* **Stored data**
::::::
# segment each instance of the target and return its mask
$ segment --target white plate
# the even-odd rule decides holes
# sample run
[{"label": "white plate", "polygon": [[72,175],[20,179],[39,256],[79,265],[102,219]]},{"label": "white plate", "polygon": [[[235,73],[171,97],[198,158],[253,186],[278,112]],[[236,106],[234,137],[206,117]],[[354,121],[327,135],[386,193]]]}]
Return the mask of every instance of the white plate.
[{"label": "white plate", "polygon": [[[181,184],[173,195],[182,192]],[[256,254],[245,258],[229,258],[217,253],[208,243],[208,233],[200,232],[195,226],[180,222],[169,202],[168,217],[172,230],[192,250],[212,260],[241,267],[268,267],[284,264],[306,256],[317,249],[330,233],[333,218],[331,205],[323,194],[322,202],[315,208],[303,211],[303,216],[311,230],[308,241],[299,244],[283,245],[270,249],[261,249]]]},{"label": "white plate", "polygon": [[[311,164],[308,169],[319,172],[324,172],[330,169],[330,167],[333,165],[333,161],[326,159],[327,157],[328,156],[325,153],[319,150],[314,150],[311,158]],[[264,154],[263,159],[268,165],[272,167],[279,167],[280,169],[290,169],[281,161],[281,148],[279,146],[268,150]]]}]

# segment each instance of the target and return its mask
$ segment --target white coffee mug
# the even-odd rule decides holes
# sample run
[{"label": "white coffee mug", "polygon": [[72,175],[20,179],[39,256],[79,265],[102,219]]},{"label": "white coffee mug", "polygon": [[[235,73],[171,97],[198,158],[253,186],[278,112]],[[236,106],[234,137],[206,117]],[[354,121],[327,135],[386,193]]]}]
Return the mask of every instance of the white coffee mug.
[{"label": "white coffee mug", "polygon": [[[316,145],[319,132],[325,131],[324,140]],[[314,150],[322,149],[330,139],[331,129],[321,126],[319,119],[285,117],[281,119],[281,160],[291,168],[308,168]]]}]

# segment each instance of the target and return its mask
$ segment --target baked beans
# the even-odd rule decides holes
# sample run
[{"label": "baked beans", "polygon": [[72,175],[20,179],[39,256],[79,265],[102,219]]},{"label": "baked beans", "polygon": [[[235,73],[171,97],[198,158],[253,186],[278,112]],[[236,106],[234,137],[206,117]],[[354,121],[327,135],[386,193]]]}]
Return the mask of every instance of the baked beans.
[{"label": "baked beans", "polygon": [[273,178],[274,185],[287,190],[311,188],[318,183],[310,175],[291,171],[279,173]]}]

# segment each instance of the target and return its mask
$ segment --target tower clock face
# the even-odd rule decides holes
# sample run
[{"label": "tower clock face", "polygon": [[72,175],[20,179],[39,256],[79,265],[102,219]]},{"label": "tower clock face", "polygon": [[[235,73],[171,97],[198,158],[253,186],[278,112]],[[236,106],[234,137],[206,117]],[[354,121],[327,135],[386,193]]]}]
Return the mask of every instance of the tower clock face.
::::::
* **What this task involves**
Whatever is in the entries above, write it out exactly.

* **Response**
# segment each instance of the target and return its mask
$ segment --target white plate
# the even-odd rule decides holes
# sample run
[{"label": "white plate", "polygon": [[72,175],[20,179],[39,256],[79,265],[102,219]]},{"label": "white plate", "polygon": [[[235,73],[171,97],[198,158],[253,186],[278,112]],[[236,106],[234,137],[206,117]],[[354,121],[327,135],[386,193]]]}]
Return the mask of every instance of the white plate.
[{"label": "white plate", "polygon": [[[181,184],[173,195],[182,192]],[[256,254],[245,258],[229,258],[217,253],[208,243],[208,233],[200,232],[195,226],[180,222],[169,202],[168,217],[172,230],[192,250],[212,260],[241,267],[268,267],[284,264],[306,256],[317,249],[330,233],[333,218],[331,205],[323,194],[322,202],[315,208],[303,211],[303,216],[311,230],[308,241],[299,244],[283,245],[270,249],[261,249]]]},{"label": "white plate", "polygon": [[[311,164],[308,169],[319,172],[324,172],[330,169],[330,167],[333,165],[333,161],[326,159],[327,157],[328,156],[325,153],[319,150],[314,150],[311,158]],[[264,154],[263,159],[268,165],[272,167],[279,167],[280,169],[290,169],[281,161],[281,148],[279,146],[268,150]]]}]

# segment each instance of the target and return its mask
$ segment --target white coffee mug
# the even-odd rule decides holes
# sample run
[{"label": "white coffee mug", "polygon": [[72,175],[20,179],[39,256],[79,265],[102,219]]},{"label": "white coffee mug", "polygon": [[[235,73],[171,97],[198,158],[253,186],[278,112]],[[236,106],[234,137],[206,117]],[[354,121],[327,135],[386,193]]]}]
Return the mask of every instance of the white coffee mug.
[{"label": "white coffee mug", "polygon": [[[316,145],[319,132],[325,131],[324,140]],[[314,150],[322,149],[330,139],[331,129],[321,126],[319,119],[285,117],[281,119],[281,160],[291,168],[308,168]]]}]

# segment each instance of the target and return its mask
$ segment --target baked beans
# the even-odd rule decides holes
# sample run
[{"label": "baked beans", "polygon": [[72,175],[20,179],[39,256],[79,265],[102,219]]},{"label": "baked beans", "polygon": [[[235,73],[171,97],[198,158],[253,186],[278,112]],[[236,106],[234,137],[206,117]],[[354,121],[327,135],[386,193]]]}]
Return the mask of every instance of the baked beans.
[{"label": "baked beans", "polygon": [[273,178],[274,185],[287,190],[311,188],[318,183],[310,175],[291,171],[279,173]]}]

# segment each instance of the target and return its mask
$ segment --target tower clock face
# the even-odd rule decides holes
# sample run
[{"label": "tower clock face", "polygon": [[72,175],[20,179],[39,256],[79,265],[102,219]]},{"label": "tower clock face", "polygon": [[[235,73],[171,97],[198,158],[253,186],[278,112]],[[236,106],[234,137],[206,117]],[[354,121],[327,135],[386,193]]]}]
Return the mask of every instance of the tower clock face.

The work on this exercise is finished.